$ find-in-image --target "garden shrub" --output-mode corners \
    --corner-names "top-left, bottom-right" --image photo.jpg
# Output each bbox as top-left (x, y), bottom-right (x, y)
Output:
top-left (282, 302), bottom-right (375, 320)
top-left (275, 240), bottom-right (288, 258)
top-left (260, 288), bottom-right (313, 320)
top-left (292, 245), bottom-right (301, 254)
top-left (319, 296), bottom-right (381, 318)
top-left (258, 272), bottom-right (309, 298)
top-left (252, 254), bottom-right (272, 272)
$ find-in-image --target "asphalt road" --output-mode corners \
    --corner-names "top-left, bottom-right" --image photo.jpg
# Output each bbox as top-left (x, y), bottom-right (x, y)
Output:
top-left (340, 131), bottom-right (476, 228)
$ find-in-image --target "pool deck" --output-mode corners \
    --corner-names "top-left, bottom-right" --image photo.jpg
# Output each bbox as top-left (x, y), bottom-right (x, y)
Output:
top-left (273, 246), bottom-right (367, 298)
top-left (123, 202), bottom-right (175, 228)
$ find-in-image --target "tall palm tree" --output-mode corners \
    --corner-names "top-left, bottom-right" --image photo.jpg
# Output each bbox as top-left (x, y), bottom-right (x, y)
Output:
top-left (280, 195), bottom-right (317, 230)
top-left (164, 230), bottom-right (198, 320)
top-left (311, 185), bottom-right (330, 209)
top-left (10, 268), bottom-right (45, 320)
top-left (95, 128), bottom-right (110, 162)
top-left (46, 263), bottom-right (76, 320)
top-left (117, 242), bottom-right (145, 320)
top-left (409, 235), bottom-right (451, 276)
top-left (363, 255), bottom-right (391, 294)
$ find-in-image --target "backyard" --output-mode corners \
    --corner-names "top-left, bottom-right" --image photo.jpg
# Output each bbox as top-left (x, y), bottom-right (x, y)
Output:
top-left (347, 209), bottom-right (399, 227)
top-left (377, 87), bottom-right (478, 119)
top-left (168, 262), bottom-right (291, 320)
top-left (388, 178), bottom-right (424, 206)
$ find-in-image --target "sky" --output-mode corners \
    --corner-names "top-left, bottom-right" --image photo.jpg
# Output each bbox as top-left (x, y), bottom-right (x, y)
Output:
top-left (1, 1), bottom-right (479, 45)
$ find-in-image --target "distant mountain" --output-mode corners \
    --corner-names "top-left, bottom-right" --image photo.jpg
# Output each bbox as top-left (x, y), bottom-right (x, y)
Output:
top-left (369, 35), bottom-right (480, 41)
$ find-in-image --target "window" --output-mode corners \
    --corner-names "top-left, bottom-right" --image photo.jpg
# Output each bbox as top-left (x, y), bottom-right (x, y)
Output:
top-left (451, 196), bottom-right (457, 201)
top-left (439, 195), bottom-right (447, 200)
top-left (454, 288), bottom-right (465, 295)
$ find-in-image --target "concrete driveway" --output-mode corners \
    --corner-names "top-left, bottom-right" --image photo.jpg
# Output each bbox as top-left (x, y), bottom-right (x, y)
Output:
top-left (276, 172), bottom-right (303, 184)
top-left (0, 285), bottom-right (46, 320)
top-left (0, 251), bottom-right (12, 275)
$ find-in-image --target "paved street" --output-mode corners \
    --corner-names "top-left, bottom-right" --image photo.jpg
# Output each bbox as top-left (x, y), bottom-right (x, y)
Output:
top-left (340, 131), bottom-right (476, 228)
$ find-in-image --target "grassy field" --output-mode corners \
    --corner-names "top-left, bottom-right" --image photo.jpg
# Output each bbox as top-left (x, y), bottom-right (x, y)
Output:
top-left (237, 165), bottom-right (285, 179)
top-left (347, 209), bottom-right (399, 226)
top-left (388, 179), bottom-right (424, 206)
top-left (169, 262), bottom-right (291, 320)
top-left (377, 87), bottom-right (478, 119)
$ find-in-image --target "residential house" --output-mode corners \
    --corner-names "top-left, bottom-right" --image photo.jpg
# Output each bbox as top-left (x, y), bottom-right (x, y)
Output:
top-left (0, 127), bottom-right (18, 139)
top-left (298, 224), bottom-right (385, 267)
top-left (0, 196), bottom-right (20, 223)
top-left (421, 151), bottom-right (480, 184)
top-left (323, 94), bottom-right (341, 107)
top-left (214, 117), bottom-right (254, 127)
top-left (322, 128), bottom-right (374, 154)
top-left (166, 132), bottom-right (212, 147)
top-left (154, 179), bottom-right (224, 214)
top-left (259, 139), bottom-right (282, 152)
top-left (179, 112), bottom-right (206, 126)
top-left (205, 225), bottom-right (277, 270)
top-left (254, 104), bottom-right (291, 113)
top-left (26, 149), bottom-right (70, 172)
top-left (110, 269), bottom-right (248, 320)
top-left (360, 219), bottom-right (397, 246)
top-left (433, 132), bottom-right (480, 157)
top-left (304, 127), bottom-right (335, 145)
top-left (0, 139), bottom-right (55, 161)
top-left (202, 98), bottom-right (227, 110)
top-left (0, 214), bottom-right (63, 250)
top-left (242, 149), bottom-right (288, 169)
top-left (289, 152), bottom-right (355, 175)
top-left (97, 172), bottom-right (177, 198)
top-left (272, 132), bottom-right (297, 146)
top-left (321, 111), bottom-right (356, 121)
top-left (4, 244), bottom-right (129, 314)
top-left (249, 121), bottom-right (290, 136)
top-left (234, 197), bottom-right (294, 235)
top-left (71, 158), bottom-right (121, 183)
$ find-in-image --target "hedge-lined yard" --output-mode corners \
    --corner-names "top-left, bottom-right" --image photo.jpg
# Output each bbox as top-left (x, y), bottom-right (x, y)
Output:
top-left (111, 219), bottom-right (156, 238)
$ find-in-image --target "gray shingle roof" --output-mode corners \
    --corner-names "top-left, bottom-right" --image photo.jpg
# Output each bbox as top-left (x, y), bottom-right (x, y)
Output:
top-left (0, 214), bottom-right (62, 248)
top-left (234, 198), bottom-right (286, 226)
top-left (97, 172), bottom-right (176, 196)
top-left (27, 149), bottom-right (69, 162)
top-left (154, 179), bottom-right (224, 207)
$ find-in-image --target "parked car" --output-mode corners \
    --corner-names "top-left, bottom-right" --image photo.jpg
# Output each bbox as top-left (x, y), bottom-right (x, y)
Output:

━━━━━━━━━━

Your goal.
The records above need copying again. Keep each word as it is.

Task output.
$ find-in-image --target "garden shrub" --output-mode corners \
    --corner-names "top-left, bottom-right" --image photo.jpg
# Output each bbox as top-left (x, y), bottom-right (x, y)
Output:
top-left (282, 302), bottom-right (375, 320)
top-left (275, 240), bottom-right (288, 258)
top-left (260, 288), bottom-right (313, 320)
top-left (292, 245), bottom-right (301, 254)
top-left (319, 296), bottom-right (381, 318)
top-left (258, 272), bottom-right (309, 298)
top-left (252, 254), bottom-right (272, 272)
$ find-in-image --target "asphalt road" --output-mode corners \
    --corner-names "top-left, bottom-right" --image photo.jpg
# Output each bbox as top-left (x, y), bottom-right (x, y)
Output:
top-left (340, 131), bottom-right (476, 228)
$ find-in-image --target "pool deck" --output-mode corners \
    --corner-names "top-left, bottom-right" --image photo.jpg
# Output each bbox as top-left (x, y), bottom-right (x, y)
Output:
top-left (273, 246), bottom-right (367, 298)
top-left (123, 202), bottom-right (175, 228)
$ find-in-image --target "tall palm tree" --output-mode corners \
    --corner-names "top-left, bottom-right" --image photo.jpg
# Output each bbox as top-left (x, y), bottom-right (x, y)
Output:
top-left (280, 195), bottom-right (317, 230)
top-left (164, 230), bottom-right (198, 320)
top-left (311, 185), bottom-right (330, 209)
top-left (10, 268), bottom-right (45, 320)
top-left (95, 128), bottom-right (110, 162)
top-left (46, 263), bottom-right (76, 320)
top-left (117, 242), bottom-right (145, 320)
top-left (409, 235), bottom-right (451, 276)
top-left (363, 255), bottom-right (391, 294)
$ find-in-image --target "backyard" --output-mode corners \
    --corner-names "top-left, bottom-right" --image photo.jpg
# Output each bbox as top-left (x, y), bottom-right (x, y)
Output:
top-left (347, 209), bottom-right (399, 227)
top-left (377, 87), bottom-right (478, 119)
top-left (168, 262), bottom-right (291, 320)
top-left (388, 178), bottom-right (424, 206)
$ find-in-image --target "sky" --output-mode corners \
    --corner-names "top-left, bottom-right" --image photo.jpg
# Output each bbox as top-left (x, y), bottom-right (x, y)
Output:
top-left (1, 1), bottom-right (479, 45)
$ find-in-image --target "distant mountain" --output-mode corners \
    --corner-names "top-left, bottom-right" --image photo.jpg
# Output each bbox as top-left (x, y), bottom-right (x, y)
Output:
top-left (369, 35), bottom-right (480, 41)
$ find-in-image --target "window" --output-mode corners \
    --corner-names "top-left, bottom-right" --image photo.jpg
# Output each bbox as top-left (x, y), bottom-right (x, y)
Output:
top-left (451, 196), bottom-right (457, 201)
top-left (439, 195), bottom-right (447, 200)
top-left (454, 288), bottom-right (465, 295)
$ find-in-image --target "concrete driveway" --output-mode corners \
    --corner-names "top-left, bottom-right" --image photo.jpg
# Output each bbox as top-left (x, y), bottom-right (x, y)
Output:
top-left (276, 172), bottom-right (303, 184)
top-left (0, 285), bottom-right (46, 320)
top-left (0, 251), bottom-right (12, 275)
$ find-in-image --target "paved street" --output-mode corners \
    --corner-names "top-left, bottom-right" --image photo.jpg
# Output each bbox as top-left (x, y), bottom-right (x, y)
Output:
top-left (340, 131), bottom-right (476, 228)
$ find-in-image --target "grassy field" --output-mode corners \
    --corner-names "top-left, bottom-right" --image photo.jpg
# Output each bbox as top-left (x, y), bottom-right (x, y)
Output:
top-left (237, 165), bottom-right (285, 179)
top-left (347, 209), bottom-right (399, 226)
top-left (388, 179), bottom-right (424, 206)
top-left (169, 262), bottom-right (291, 320)
top-left (377, 87), bottom-right (478, 119)
$ find-in-image --target "residential house" --output-mode corners \
    --corner-names "top-left, bottom-right" --image photo.jpg
# Output each bbox as top-left (x, y), bottom-right (x, y)
Output:
top-left (0, 127), bottom-right (18, 139)
top-left (298, 224), bottom-right (385, 267)
top-left (0, 196), bottom-right (20, 223)
top-left (421, 151), bottom-right (480, 184)
top-left (323, 94), bottom-right (341, 107)
top-left (214, 117), bottom-right (254, 127)
top-left (322, 128), bottom-right (374, 154)
top-left (166, 132), bottom-right (212, 147)
top-left (154, 179), bottom-right (224, 214)
top-left (259, 139), bottom-right (282, 152)
top-left (179, 112), bottom-right (206, 126)
top-left (205, 225), bottom-right (277, 270)
top-left (254, 104), bottom-right (291, 113)
top-left (26, 149), bottom-right (70, 172)
top-left (110, 269), bottom-right (248, 320)
top-left (360, 219), bottom-right (397, 246)
top-left (433, 132), bottom-right (480, 157)
top-left (304, 127), bottom-right (335, 145)
top-left (0, 139), bottom-right (55, 161)
top-left (202, 98), bottom-right (227, 110)
top-left (0, 214), bottom-right (63, 250)
top-left (242, 149), bottom-right (288, 169)
top-left (289, 152), bottom-right (355, 175)
top-left (97, 172), bottom-right (177, 198)
top-left (272, 132), bottom-right (297, 146)
top-left (321, 111), bottom-right (356, 121)
top-left (4, 244), bottom-right (129, 314)
top-left (249, 121), bottom-right (290, 136)
top-left (234, 197), bottom-right (294, 235)
top-left (71, 158), bottom-right (121, 183)
$ find-in-image --target "hedge-lined yard" --output-mode corners \
    --corner-names "top-left, bottom-right" --image photo.jpg
# Output each bbox as top-left (x, y), bottom-right (x, y)
Output:
top-left (111, 219), bottom-right (156, 238)
$ find-in-image --target "gray shingle roof" --output-mode corners \
    --corner-names "top-left, bottom-right" --image photo.jpg
# Output each bbox as top-left (x, y), bottom-right (x, y)
Output:
top-left (0, 214), bottom-right (62, 248)
top-left (234, 198), bottom-right (286, 226)
top-left (97, 172), bottom-right (176, 196)
top-left (27, 149), bottom-right (69, 162)
top-left (154, 179), bottom-right (224, 207)
$ find-in-image --target "parked car" --output-mode corners \
    --corner-names "top-left, bottom-right" --image photo.jpg
# Output each bbox as top-left (x, y), bottom-right (x, y)
Output:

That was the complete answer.